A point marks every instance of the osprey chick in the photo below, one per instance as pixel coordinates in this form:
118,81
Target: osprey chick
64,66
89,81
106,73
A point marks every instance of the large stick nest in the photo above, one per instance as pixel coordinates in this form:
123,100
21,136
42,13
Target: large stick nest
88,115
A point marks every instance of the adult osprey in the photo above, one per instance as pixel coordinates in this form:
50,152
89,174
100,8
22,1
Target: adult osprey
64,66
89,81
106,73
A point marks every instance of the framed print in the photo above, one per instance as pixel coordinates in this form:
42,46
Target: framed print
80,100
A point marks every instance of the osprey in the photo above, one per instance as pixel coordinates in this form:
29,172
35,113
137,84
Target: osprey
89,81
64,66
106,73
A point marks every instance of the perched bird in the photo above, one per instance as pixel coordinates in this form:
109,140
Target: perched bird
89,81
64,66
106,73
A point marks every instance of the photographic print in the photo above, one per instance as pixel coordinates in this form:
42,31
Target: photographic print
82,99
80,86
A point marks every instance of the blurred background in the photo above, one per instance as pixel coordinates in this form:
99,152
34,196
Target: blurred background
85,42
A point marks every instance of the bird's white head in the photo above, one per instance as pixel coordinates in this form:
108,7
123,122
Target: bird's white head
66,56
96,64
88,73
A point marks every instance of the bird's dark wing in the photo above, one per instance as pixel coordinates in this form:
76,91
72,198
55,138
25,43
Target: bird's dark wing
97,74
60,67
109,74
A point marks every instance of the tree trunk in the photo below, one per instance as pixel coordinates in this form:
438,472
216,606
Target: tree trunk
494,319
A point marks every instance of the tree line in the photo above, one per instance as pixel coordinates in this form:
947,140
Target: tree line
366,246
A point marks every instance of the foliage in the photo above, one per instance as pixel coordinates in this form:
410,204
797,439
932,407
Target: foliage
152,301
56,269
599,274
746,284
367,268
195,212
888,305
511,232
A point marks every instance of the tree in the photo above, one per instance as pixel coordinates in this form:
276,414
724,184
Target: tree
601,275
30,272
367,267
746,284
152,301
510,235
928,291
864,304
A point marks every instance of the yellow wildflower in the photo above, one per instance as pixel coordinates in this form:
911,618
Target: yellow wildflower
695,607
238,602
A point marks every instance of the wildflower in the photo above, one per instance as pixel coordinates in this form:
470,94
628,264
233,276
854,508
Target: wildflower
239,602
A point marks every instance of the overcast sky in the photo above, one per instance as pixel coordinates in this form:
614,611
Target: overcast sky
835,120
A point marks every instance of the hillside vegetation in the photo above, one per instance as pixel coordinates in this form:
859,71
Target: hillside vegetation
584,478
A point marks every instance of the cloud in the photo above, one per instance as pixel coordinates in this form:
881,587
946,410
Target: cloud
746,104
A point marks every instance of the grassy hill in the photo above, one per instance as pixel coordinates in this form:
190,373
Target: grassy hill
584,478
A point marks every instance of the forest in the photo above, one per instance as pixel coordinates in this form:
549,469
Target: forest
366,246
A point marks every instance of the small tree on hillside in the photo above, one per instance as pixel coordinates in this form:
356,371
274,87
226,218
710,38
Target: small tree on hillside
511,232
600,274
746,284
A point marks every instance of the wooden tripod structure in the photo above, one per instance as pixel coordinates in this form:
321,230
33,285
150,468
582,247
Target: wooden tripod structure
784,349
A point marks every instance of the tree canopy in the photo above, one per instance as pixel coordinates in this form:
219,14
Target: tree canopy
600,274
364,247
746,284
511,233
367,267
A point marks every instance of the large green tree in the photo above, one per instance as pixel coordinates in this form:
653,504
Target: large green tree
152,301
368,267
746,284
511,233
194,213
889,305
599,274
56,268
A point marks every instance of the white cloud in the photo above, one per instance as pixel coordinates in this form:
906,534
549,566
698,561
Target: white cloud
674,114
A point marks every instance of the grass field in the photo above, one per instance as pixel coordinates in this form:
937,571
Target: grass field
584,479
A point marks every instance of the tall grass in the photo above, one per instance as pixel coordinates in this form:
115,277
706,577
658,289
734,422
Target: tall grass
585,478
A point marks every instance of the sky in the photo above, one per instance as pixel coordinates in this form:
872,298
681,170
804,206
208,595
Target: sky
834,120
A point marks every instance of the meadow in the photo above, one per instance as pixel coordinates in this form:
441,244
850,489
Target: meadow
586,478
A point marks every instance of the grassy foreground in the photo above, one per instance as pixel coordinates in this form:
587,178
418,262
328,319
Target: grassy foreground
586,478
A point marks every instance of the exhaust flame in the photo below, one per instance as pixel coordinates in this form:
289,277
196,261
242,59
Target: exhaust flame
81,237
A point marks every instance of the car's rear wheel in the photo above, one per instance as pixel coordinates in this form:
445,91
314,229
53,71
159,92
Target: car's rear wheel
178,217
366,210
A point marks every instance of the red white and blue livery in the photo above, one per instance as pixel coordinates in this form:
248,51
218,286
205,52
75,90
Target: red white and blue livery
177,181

§

Above are the entries; copy out every line among them that contains the word "below".

A point marks every instance of the osprey chick in the photo below, one per instance as pixel coordinates in this form:
A point marks every instance of the tree trunk in the photo below, one per instance as pixel coordinates in this form:
A point marks every instance of the exhaust flame in the photo below, one per instance as pixel coordinates in this form:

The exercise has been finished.